**TASK DESCRIPTION:** Every line that includes the word "target" needs to be copied from the listing.

**PROVIDED DATA:**
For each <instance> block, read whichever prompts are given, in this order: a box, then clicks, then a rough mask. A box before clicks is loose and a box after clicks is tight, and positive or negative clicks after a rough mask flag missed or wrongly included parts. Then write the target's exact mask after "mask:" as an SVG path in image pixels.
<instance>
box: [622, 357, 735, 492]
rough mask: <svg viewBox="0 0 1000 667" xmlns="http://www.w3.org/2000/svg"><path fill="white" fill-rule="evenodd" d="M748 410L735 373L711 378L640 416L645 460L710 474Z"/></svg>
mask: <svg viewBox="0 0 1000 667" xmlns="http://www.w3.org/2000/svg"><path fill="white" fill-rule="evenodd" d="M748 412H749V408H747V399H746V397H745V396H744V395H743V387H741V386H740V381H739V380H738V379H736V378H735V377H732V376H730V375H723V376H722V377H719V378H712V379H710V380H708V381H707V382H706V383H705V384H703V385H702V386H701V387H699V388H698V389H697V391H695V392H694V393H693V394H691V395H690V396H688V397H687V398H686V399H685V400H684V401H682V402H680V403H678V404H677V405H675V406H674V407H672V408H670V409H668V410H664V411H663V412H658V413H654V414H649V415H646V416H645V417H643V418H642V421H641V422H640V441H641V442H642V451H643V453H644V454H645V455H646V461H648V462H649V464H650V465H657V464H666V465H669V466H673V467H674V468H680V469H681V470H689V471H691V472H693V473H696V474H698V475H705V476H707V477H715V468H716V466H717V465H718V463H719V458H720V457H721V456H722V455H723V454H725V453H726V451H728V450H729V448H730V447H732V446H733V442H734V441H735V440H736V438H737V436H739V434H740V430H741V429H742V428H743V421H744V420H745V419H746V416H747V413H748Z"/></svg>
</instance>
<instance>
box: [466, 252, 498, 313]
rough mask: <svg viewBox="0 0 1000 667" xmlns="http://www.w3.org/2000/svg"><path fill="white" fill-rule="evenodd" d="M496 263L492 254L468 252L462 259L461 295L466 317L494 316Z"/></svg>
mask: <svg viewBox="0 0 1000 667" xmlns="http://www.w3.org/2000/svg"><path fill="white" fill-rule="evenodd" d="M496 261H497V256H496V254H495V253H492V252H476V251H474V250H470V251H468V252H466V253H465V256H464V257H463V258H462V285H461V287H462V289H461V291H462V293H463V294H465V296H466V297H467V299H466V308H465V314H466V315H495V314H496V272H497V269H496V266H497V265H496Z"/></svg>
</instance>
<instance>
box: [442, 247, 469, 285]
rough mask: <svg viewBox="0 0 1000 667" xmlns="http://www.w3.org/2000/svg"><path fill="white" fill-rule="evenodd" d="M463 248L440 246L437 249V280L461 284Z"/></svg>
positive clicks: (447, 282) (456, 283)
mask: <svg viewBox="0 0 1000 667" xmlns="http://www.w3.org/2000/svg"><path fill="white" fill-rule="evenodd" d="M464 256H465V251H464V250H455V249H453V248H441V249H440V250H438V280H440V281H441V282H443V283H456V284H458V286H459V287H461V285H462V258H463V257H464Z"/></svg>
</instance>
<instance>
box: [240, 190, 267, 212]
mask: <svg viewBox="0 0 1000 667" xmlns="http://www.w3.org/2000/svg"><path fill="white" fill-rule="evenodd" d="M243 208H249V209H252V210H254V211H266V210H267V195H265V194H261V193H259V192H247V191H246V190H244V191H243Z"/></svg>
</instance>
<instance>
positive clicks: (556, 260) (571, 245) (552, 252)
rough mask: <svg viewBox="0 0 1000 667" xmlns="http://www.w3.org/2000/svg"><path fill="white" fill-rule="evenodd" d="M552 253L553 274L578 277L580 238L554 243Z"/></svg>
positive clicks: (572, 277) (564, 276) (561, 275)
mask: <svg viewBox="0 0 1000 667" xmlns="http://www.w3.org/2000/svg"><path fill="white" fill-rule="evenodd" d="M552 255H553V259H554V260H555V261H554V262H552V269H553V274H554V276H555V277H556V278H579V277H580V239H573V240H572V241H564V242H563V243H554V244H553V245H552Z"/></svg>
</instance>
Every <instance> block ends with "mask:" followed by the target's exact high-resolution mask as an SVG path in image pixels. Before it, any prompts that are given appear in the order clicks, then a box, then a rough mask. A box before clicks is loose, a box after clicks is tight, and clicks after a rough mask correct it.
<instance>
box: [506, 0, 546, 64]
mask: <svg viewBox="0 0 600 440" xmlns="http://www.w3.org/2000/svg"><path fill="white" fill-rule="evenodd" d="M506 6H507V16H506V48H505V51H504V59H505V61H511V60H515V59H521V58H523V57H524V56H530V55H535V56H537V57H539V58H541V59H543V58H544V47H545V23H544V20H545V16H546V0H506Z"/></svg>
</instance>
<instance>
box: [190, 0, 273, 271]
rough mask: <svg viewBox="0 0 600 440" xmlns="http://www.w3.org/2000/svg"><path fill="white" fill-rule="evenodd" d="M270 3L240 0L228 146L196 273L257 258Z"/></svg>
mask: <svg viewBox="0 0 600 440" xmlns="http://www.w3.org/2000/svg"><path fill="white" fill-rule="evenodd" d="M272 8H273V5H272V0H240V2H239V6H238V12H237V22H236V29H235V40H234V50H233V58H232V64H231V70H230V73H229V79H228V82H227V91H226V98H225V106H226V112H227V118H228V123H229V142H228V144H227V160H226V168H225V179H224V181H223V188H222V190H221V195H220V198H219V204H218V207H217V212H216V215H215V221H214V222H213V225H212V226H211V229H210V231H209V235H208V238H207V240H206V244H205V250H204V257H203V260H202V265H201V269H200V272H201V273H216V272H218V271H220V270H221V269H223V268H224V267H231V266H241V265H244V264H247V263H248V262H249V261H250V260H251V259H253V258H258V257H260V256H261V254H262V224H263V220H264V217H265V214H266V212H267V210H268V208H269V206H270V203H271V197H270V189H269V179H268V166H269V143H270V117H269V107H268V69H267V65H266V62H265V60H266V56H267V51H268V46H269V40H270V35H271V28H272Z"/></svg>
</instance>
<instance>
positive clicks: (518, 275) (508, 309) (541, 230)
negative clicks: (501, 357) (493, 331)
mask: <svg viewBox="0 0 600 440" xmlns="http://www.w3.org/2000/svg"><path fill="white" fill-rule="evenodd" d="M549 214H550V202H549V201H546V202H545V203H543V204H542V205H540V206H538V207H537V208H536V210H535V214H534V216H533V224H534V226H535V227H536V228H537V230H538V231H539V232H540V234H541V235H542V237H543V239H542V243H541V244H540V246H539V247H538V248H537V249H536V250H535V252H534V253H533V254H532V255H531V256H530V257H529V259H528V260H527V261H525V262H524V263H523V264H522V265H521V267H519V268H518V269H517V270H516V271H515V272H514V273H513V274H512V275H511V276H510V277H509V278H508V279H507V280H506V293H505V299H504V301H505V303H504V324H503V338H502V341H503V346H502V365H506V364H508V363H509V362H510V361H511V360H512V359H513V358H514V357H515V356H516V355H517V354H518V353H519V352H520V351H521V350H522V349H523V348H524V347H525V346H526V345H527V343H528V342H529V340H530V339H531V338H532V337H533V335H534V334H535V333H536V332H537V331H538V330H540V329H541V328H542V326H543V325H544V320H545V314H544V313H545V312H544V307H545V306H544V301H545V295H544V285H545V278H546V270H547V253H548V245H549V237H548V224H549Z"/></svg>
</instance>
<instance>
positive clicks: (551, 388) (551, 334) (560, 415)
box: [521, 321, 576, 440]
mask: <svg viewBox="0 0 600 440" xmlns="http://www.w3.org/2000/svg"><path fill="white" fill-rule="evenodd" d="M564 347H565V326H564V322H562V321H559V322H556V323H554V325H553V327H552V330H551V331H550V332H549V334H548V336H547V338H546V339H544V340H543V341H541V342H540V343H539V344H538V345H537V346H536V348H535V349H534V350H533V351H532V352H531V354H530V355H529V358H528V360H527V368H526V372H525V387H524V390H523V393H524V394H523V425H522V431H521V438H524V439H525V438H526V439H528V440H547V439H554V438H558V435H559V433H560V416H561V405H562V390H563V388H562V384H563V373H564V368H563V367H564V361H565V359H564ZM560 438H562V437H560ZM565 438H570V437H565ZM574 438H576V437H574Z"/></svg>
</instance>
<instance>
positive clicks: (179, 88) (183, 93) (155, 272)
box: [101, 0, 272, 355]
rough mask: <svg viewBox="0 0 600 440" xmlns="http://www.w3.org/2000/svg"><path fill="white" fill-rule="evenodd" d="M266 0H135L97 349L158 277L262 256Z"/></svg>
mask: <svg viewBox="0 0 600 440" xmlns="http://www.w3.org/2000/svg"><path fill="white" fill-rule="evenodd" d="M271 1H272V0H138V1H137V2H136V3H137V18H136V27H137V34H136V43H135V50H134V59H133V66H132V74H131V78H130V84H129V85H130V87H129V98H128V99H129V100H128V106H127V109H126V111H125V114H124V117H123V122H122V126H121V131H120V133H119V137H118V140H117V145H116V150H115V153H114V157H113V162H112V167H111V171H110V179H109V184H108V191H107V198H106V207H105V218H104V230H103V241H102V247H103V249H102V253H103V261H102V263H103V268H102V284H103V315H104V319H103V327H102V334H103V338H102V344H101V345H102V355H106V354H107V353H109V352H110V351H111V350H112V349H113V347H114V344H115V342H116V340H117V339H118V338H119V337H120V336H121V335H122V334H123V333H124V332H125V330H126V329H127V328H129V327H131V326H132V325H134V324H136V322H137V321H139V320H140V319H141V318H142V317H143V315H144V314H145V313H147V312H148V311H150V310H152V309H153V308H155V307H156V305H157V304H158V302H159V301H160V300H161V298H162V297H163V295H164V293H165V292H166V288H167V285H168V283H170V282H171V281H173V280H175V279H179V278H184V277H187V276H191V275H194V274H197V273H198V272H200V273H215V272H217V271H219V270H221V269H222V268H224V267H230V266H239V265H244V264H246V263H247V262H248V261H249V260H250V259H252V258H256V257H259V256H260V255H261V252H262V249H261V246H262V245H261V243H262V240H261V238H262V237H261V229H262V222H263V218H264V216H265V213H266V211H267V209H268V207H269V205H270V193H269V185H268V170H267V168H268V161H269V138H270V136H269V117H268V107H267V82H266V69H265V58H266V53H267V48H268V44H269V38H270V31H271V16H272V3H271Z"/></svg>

**RESULT:**
For each <instance> block, read whichever prompts are given, in this order: a box, then clicks, then a rough mask. A box before clicks is loose and a box after clicks is tight, and positive or negative clicks after a rough mask flag missed or wrongly included parts. Then write the target's exact mask after "mask:" as an SVG path in image pixels.
Every <instance> block ends with "mask:" followed by the target's exact high-resolution mask as an SVG path in image pixels. Before it, any prompts that are given appear in the order clicks, then a box, then a rough mask. A box before clicks is loose, a box after clicks is tight, and clicks after a rough mask correct it.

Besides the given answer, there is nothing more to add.